*Point-based annotation data*:

....

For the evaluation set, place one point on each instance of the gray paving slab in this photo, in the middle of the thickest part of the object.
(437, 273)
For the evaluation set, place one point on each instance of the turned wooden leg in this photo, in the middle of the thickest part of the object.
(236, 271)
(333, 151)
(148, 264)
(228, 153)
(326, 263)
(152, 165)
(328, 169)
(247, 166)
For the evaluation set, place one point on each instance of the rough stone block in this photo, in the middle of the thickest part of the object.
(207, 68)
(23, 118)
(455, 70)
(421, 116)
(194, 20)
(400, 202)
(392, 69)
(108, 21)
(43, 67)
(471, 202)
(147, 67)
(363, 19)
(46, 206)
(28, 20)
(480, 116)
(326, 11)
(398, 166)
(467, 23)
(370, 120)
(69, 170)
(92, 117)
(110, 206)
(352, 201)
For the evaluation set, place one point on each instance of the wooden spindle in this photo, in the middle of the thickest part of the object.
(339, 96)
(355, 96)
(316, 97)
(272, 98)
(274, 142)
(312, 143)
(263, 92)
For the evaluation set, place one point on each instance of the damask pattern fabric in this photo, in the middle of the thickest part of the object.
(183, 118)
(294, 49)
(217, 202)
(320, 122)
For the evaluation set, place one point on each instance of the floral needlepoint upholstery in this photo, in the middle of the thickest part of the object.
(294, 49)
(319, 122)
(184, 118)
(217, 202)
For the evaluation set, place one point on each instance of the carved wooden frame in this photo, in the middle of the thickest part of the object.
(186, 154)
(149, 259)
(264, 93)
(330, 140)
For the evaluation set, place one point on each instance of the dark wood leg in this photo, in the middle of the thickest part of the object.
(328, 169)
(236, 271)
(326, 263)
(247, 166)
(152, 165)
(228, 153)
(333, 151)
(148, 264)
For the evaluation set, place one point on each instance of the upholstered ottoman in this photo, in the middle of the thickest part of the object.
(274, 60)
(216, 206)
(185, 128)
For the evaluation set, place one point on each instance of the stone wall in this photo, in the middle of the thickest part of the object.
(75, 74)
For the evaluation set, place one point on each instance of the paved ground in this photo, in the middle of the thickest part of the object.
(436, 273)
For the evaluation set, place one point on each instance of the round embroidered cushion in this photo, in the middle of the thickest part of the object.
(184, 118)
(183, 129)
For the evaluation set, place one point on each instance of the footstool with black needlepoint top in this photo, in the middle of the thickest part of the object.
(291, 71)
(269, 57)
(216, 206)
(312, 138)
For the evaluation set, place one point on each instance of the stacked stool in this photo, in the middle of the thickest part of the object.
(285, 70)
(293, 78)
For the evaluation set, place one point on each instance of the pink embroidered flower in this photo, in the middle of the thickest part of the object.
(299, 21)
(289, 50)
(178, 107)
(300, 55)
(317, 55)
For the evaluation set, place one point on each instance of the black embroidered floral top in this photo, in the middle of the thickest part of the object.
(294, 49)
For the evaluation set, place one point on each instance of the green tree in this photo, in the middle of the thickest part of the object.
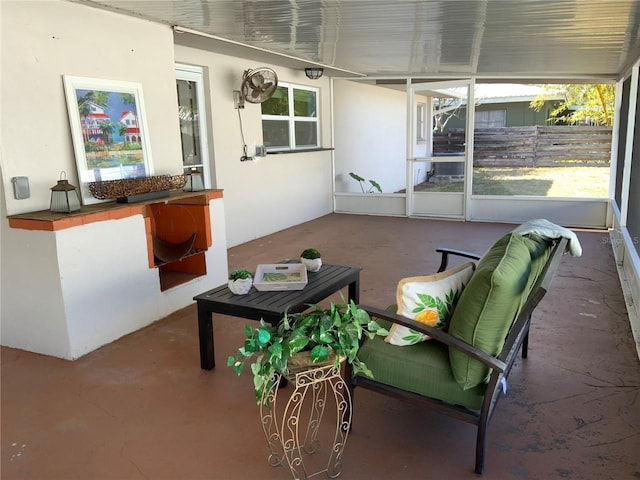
(593, 102)
(84, 107)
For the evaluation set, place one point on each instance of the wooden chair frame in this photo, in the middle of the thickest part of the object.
(501, 364)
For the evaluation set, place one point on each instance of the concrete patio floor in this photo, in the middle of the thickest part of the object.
(141, 407)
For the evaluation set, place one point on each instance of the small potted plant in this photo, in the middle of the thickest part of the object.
(323, 336)
(240, 281)
(311, 259)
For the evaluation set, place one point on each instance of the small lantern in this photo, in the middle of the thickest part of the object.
(64, 196)
(194, 181)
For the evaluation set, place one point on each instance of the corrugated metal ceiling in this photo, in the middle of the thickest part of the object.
(484, 38)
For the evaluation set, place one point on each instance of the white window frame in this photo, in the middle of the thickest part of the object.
(291, 118)
(195, 74)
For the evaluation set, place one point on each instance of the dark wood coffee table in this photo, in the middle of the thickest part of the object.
(270, 306)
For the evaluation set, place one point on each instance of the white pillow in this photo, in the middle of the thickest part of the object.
(429, 300)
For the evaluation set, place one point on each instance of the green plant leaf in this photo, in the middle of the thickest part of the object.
(275, 350)
(263, 336)
(319, 353)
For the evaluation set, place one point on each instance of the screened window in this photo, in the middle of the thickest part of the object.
(421, 125)
(290, 118)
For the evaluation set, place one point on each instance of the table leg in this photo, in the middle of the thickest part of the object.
(205, 333)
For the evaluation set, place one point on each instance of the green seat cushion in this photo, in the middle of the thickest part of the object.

....

*Stated task*: Copy out the data above with "thickest part" swapped for "widest part" wherever it occurs, leaving everything else unchanged. Omit the pictures from your answer.

*Output for this exercise*:
For the evaluation set, place one point on each instance of the gray paving slab in this photo, in the middle of the widest part of the object.
(437, 273)
For the evaluation set, place one point on each instance of the turned wooden leg in this photo, in the middle of the widest part of the object.
(236, 271)
(333, 151)
(148, 264)
(228, 153)
(326, 263)
(152, 165)
(328, 169)
(247, 166)
For the evaluation set, place one point on each instance of the rough stone block in this photo, in the middle of the widest part of the object.
(207, 68)
(23, 118)
(455, 70)
(421, 116)
(194, 20)
(400, 202)
(392, 69)
(108, 21)
(43, 67)
(471, 202)
(147, 67)
(363, 19)
(46, 206)
(28, 20)
(480, 116)
(326, 11)
(398, 166)
(467, 23)
(370, 120)
(69, 170)
(92, 117)
(110, 206)
(352, 201)
For the evaluation set, place one point on each instance of the wooden spindle in this photo, in the middle of the widest part of the object.
(339, 96)
(355, 96)
(316, 97)
(272, 98)
(274, 142)
(312, 143)
(263, 92)
For the evaluation set, place one point on each instance of the damask pattern fabric in this photo, in the middle of the widest part of the object.
(183, 118)
(294, 49)
(217, 202)
(320, 122)
For the evaluation set, place one point on each instance of the floral needlepoint upholstery in this photo, in the middle of the widest part of the object.
(294, 49)
(319, 122)
(184, 118)
(217, 202)
For the evaluation set, place one point on each instance of the carved wooden frame in this photo, in the middle of the widest part of the object.
(186, 154)
(149, 259)
(264, 93)
(330, 140)
For the evaluation set, place one point on each instance of the dark wood leg in this photo, in the middle of the widest part of the object.
(328, 169)
(236, 271)
(326, 263)
(247, 166)
(152, 165)
(228, 153)
(333, 151)
(148, 264)
For the evaluation set, place one point on each instance of the upholstered ottoman in this photo, in the middle of the widest part of the object.
(274, 60)
(216, 206)
(185, 128)
For the evaluation set, place one point on each instance of the stone wall in this photo, in the middle of the widest part of the object.
(75, 74)
For the evaluation set, place one point on each instance of the paved ground in this photo, in the middle of the widest part of the object.
(436, 273)
For the evaluation set, place one point on each instance of the round embroidered cushion in this photo, in the middle of the widest part of the object.
(184, 118)
(183, 129)
For the evaluation set, place one point on each instance of the footstool with black needlepoint top in this photo, in the middle of the widest part of the object.
(291, 71)
(269, 57)
(216, 206)
(312, 138)
For the evaluation set, place one point on each instance of the stacked stool in this photo, in the middle of the widest part of the object.
(285, 70)
(293, 78)
For the evaluation set, place one point on each instance of the pink embroidered flower in this photo, in the middle of the widest part of the object.
(299, 21)
(289, 50)
(178, 107)
(300, 55)
(317, 55)
For the evaluation set, place one point on each instance of the black embroidered floral top in this photo, in the middle of the widest part of the object.
(294, 49)
For the evaluation set, place one point on each instance of the green tree in this photo, in the middle of the widest part of the object.
(593, 102)
(84, 107)
For the evaluation set, place one point on each instance of the wooden chair frame in this photo, in the middle of the widest part of the object.
(501, 364)
For the evaluation set, place one point on each instance of the concrete patio floor in this photo, in the middle of the widest part of the object.
(141, 407)
For the evaluation set, place one point on each instance of the small potted plant in this photo, in the middle of the widest part of the object.
(323, 336)
(240, 281)
(311, 259)
For the evaluation set, place one point on each instance of the small lantern in this photo, in the middle of the widest part of the object.
(64, 196)
(194, 181)
For the evaluation set, place one point on each instance of the corrugated metal ceiling in this photo, in the middle of the widest part of the object.
(484, 38)
For the evaluation set, place one point on each instance of the white window frame in this photo, in the middle of the widest part of the object.
(291, 118)
(195, 74)
For the evaluation set, place one point on each instance of the dark wood coffee table in this photo, in the middle of the widest part of the object.
(270, 306)
For the evaluation set, place one point on each instance of the white pillow in this photo, in the middle of the widest part of the object.
(429, 300)
For the evaluation set, place one point on each instance of the green plant leaf in this photo, in the middle of the widest part of the object.
(275, 350)
(263, 336)
(319, 353)
For the evaluation set, place one point on each instance of the screened window in this photo, in the middle of the widest part of the object.
(421, 125)
(290, 118)
For the evaluation set, place one point on each instance of the table leg in this photo, in the middle of the widest part of the object.
(205, 333)
For the evaluation set, place one point on each instance of the green seat cushion in this photo, in the middle of the widest part of the object.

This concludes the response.